*Excerpt*:
-------
Circuit Court of Appeals, Eighth Circuit
Mar 23, 1939
102 F.2d 284 (8th Cir. 1939)

Opinion

Nos. 11184, 11297.

March 6, 1939. Rehearing Denied March 23, 1939.

Appeal from the District Court of the United States for the Eastern District of Missouri; Charles B. Davis, Judge.

Suit by C.E. Partridge, in whose name Finis P. Ernest, III, prosecutes said suit, against William W. Martin and others, to enforce shareholders' liability in the St. Louis Joint Stock Land Bank, wherein V.A. Hall intervened. From orders denying injunction against the defendants, the complainant and intervener prosecute two appeals consolidated and heard together.

Affirmed.

Staunton E. Boudreau, of St. Louis, Mo. (John L. Gilmore and John B. Kramer, both of St. Louis, Mo., on the brief), for appellants.

Jacob M. Lashly, of St. Louis, Mo. (Arthur V. Lashly and Arnot L. Sheppard, both of St. Louis, Mo., on the brief), for appellees.

Before STONE, WOODROUGH, and THOMAS, Circuit Judges.
-------
*Extracted records*:
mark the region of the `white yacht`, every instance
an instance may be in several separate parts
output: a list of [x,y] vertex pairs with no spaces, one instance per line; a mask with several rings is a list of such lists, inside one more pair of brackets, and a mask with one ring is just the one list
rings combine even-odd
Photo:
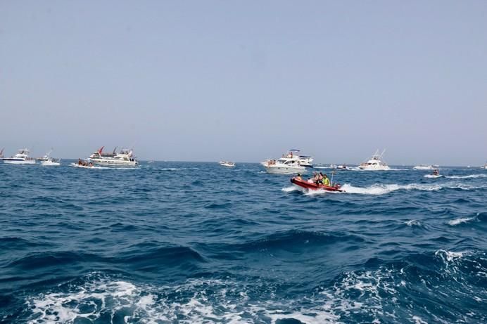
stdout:
[[4,163],[11,164],[35,164],[35,160],[29,157],[29,150],[22,148],[17,154],[11,157],[3,157]]
[[438,165],[419,164],[419,165],[415,166],[412,169],[414,169],[415,170],[434,170],[435,169],[438,169]]
[[220,163],[220,165],[221,165],[222,167],[235,167],[235,162],[232,162],[230,161],[220,161],[218,163]]
[[118,153],[113,150],[112,153],[103,153],[103,148],[102,146],[89,156],[94,164],[107,167],[137,167],[139,164],[132,150],[122,149]]
[[298,157],[281,157],[277,160],[271,160],[265,167],[270,174],[293,174],[306,171],[306,168],[301,165]]
[[36,160],[40,162],[47,161],[49,159],[49,154],[51,154],[51,152],[52,152],[52,148],[49,150],[49,152],[46,153],[44,156],[43,156],[42,157],[37,157]]
[[374,155],[372,155],[372,157],[367,162],[361,163],[360,165],[358,166],[359,169],[361,170],[367,171],[390,170],[391,168],[386,164],[386,162],[381,160],[382,155],[384,155],[385,152],[386,150],[383,150],[379,155],[379,150],[377,150],[375,151]]
[[[310,156],[307,156],[307,155],[299,155],[299,150],[289,150],[289,152],[287,153],[287,154],[283,154],[282,157],[281,159],[291,159],[291,160],[296,160],[299,161],[299,164],[301,167],[312,167],[312,164],[311,162],[313,162],[313,158],[312,157]],[[280,159],[279,159],[280,160]],[[269,162],[276,162],[275,160],[272,159],[269,159],[266,160],[265,161],[260,162],[262,165],[264,167],[267,167],[267,165],[269,164]]]
[[61,165],[61,159],[53,159],[48,157],[47,160],[41,161],[41,165],[46,167],[58,167]]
-------
Copy the passage of the court record above that opens with "Jacob M. Lashly, of" and closes with "THOMAS, Circuit Judges.", swapping "appellees" for "respondents".

Jacob M. Lashly, of St. Louis, Mo. (Arthur V. Lashly and Arnot L. Sheppard, both of St. Louis, Mo., on the brief), for respondents.

Before STONE, WOODROUGH, and THOMAS, Circuit Judges.